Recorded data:

▶

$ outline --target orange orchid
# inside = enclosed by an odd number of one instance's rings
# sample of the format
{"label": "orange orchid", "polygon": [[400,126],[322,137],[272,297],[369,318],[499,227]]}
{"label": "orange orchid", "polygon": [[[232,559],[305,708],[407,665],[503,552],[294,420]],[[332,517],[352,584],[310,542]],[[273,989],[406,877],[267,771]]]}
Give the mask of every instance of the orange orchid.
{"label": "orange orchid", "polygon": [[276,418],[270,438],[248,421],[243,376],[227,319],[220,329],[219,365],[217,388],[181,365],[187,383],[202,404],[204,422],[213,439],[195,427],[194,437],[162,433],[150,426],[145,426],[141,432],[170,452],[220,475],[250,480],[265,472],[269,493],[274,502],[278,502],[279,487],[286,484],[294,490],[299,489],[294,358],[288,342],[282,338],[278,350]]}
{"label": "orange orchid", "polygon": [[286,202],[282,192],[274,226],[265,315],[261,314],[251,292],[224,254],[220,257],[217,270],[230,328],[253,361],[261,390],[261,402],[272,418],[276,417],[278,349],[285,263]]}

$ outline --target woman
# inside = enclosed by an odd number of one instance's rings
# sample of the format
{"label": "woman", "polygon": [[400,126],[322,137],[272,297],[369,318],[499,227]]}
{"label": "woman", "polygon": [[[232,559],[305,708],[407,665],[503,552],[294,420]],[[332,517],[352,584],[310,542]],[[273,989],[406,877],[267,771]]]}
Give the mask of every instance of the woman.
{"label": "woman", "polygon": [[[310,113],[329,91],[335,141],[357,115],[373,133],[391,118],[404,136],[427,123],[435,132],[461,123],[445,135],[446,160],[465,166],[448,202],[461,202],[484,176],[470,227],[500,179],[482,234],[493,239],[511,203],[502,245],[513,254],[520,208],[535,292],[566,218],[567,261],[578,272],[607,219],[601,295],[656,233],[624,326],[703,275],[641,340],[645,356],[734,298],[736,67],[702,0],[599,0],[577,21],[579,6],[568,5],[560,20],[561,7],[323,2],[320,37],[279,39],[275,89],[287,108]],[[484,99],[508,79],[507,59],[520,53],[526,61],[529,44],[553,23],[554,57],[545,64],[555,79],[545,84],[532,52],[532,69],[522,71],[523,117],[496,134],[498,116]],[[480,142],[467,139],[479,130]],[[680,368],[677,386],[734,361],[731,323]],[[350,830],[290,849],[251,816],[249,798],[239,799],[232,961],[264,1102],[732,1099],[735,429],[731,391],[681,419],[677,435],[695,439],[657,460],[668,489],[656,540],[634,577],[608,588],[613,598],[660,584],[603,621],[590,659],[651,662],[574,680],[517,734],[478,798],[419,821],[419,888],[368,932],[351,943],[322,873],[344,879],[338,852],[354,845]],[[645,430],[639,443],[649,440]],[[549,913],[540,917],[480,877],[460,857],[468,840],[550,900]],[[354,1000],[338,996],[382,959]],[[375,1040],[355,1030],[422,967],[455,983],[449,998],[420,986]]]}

◀

What is needed:
Show all lines in the records above that hold "outline".

Solution for this task:
$ outline --target orange orchid
$ outline --target woman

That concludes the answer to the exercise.